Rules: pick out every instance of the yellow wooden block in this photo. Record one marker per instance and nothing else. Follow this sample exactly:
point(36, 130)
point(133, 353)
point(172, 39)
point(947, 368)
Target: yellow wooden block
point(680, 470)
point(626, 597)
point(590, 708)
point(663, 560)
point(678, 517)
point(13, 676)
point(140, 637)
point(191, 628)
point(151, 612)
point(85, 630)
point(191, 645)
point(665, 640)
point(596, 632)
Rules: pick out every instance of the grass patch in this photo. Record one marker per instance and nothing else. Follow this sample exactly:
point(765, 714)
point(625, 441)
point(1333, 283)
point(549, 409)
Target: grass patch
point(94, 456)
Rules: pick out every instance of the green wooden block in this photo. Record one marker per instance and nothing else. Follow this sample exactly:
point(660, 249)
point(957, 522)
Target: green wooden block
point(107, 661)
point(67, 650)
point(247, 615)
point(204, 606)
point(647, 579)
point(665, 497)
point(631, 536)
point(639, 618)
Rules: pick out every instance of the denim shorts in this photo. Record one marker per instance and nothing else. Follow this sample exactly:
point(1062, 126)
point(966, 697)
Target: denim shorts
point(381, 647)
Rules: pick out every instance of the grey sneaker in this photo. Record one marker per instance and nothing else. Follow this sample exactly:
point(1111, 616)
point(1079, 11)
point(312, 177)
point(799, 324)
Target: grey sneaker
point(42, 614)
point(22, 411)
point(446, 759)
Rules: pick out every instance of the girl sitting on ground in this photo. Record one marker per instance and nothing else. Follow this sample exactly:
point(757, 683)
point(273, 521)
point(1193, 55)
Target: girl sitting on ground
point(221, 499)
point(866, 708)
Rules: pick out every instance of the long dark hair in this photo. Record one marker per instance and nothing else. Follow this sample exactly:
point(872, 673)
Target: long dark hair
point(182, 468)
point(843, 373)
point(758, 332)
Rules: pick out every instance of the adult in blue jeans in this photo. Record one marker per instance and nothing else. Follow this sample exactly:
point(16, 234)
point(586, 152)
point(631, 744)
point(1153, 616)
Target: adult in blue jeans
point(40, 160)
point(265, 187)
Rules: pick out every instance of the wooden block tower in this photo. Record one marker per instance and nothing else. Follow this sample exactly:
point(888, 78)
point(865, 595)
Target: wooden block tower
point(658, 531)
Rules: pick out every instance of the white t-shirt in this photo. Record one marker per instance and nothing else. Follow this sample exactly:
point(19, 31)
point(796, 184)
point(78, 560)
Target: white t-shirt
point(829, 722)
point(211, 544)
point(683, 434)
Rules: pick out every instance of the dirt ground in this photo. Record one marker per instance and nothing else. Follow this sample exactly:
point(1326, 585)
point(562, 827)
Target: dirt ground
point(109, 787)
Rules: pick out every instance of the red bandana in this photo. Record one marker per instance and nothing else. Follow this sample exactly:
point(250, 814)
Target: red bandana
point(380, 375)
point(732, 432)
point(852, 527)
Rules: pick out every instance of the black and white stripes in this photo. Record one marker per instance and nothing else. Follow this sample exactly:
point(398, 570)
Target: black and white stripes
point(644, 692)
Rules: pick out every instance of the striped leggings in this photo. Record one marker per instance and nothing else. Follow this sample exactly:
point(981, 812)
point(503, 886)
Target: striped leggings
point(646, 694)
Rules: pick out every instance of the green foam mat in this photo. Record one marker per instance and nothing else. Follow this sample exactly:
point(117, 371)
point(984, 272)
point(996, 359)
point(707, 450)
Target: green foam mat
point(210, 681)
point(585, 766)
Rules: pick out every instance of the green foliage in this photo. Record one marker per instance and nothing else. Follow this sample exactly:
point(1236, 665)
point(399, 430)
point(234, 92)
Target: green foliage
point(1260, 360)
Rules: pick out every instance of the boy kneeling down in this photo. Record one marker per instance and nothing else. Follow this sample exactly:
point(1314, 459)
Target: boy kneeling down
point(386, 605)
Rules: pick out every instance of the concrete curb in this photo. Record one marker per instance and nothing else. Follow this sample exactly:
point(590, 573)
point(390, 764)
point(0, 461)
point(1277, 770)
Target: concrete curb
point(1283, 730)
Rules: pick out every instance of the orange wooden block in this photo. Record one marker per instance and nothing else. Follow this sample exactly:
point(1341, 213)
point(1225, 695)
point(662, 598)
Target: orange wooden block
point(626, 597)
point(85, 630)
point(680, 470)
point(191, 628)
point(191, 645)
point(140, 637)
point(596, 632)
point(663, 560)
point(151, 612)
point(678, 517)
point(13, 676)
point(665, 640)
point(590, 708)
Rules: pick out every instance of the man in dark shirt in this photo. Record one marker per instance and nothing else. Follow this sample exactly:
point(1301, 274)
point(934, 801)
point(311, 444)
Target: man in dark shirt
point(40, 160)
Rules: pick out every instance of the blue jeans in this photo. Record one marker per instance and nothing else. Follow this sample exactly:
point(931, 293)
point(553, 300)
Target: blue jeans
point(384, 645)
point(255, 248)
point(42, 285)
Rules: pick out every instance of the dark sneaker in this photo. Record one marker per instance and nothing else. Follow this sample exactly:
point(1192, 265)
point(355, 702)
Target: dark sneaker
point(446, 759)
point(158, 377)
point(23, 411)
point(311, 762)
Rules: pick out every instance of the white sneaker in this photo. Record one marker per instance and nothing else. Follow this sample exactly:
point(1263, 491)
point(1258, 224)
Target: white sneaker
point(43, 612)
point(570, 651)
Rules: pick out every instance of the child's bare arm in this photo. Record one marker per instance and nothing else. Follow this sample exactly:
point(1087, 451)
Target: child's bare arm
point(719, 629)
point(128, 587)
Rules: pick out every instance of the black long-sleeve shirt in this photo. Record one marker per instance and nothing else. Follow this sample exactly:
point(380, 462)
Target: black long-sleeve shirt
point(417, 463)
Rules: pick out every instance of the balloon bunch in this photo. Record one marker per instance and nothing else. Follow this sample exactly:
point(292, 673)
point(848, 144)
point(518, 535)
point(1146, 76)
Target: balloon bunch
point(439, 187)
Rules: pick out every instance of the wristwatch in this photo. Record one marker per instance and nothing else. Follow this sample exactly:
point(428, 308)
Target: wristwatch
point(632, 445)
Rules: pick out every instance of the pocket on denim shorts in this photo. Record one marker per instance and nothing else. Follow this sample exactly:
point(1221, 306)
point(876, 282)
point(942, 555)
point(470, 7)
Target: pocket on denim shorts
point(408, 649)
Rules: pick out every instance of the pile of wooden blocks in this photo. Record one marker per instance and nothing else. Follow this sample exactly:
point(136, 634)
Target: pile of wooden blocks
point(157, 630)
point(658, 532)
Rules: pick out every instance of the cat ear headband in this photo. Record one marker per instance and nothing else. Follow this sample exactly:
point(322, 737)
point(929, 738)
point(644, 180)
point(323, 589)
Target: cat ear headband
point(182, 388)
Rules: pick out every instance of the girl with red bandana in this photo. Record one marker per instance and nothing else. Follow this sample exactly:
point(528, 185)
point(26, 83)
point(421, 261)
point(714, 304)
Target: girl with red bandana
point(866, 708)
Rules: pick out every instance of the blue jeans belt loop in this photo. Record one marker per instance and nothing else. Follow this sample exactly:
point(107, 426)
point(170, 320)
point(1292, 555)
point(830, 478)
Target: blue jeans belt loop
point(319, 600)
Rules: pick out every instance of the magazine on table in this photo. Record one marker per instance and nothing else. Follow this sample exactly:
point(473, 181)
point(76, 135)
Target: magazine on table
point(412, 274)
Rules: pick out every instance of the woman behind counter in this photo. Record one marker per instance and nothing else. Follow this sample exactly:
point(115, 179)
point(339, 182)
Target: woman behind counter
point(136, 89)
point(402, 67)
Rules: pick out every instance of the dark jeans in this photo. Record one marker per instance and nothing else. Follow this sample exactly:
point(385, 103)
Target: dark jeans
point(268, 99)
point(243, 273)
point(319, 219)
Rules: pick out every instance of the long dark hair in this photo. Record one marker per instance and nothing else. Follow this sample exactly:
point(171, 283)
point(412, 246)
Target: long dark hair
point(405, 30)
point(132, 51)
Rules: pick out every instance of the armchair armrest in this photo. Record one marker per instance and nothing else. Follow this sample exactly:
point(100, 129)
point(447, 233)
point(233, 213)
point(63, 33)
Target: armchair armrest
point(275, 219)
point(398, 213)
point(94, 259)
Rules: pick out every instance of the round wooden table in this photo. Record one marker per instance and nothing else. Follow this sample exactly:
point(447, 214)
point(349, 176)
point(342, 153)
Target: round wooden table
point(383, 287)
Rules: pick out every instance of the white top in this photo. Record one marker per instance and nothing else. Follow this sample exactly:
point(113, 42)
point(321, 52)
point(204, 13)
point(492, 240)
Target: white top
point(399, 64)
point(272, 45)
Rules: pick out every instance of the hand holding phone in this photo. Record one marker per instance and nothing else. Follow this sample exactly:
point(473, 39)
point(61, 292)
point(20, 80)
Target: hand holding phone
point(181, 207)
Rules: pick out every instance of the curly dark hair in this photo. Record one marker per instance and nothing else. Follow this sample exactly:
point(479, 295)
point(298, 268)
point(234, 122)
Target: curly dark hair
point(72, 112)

• • • • •

◆ Task description:
Only the lines from the one containing "point(981, 812)" through the one containing "point(707, 450)" are to be retyped, both boundary lines included, with no other material.

◆ Exercise result:
point(981, 812)
point(503, 886)
Target: striped leggings
point(646, 694)
Rules: pick out every instance of the green foam mat in this photo. Record one marker per instance and nothing else. Follow this sample exactly:
point(117, 371)
point(984, 272)
point(996, 359)
point(707, 450)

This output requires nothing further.